[INFORMATION]

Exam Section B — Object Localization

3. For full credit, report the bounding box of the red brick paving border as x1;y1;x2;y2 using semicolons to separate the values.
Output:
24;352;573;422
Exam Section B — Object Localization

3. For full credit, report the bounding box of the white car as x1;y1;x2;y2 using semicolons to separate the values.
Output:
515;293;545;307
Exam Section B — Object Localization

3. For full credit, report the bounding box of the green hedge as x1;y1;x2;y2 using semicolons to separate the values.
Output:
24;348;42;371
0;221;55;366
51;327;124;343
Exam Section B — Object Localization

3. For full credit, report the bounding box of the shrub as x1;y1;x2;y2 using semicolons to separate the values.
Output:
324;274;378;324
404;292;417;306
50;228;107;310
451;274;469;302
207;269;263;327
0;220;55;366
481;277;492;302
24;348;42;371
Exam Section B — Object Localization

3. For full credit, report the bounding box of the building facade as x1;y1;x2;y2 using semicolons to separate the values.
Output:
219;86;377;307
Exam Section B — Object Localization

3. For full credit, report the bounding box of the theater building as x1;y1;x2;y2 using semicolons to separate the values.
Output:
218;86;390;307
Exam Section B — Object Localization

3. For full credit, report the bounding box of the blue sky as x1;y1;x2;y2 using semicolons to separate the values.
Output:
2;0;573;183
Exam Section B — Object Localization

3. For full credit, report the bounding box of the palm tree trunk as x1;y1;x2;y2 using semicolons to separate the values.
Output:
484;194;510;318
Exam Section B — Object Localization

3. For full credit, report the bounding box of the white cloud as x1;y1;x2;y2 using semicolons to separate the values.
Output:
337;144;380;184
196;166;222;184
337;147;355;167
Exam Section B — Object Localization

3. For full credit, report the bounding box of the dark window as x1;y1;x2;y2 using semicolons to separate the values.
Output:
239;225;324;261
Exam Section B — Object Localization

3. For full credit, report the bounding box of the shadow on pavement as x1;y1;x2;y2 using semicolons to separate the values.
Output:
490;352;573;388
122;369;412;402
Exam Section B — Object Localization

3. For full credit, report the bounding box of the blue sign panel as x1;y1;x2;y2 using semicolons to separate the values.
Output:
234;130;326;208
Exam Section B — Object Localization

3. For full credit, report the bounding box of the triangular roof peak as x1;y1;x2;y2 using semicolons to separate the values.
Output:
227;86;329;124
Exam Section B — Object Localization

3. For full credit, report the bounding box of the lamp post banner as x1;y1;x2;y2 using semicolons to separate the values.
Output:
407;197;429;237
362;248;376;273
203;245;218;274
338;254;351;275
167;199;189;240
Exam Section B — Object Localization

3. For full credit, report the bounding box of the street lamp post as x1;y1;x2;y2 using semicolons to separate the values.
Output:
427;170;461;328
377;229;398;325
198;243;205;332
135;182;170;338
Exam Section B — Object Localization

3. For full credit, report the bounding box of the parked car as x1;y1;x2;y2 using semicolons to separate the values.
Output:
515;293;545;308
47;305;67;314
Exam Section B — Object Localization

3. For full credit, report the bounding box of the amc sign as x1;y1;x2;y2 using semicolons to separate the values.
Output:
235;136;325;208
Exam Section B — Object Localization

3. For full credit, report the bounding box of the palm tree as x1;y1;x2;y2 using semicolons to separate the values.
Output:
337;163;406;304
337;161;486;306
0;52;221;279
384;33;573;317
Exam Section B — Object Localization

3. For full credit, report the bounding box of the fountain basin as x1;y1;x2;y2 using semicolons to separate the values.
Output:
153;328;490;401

[/INFORMATION]

## THE TASK
Set down, exactly as they appear, the lines above from the first one to the line that holds "the white car", both included, please, and no others.

## ANSWER SECTION
Exam Section B — Object Localization

3. For full credit, report the bounding box of the red brick paving border as x1;y1;x2;y2 using semicolons to separate the values.
Output:
24;352;573;422
Exam Section B — Object Localization

3. For full credit, report the bounding box of the white car as x1;y1;x2;y2 using semicolons to separate the values.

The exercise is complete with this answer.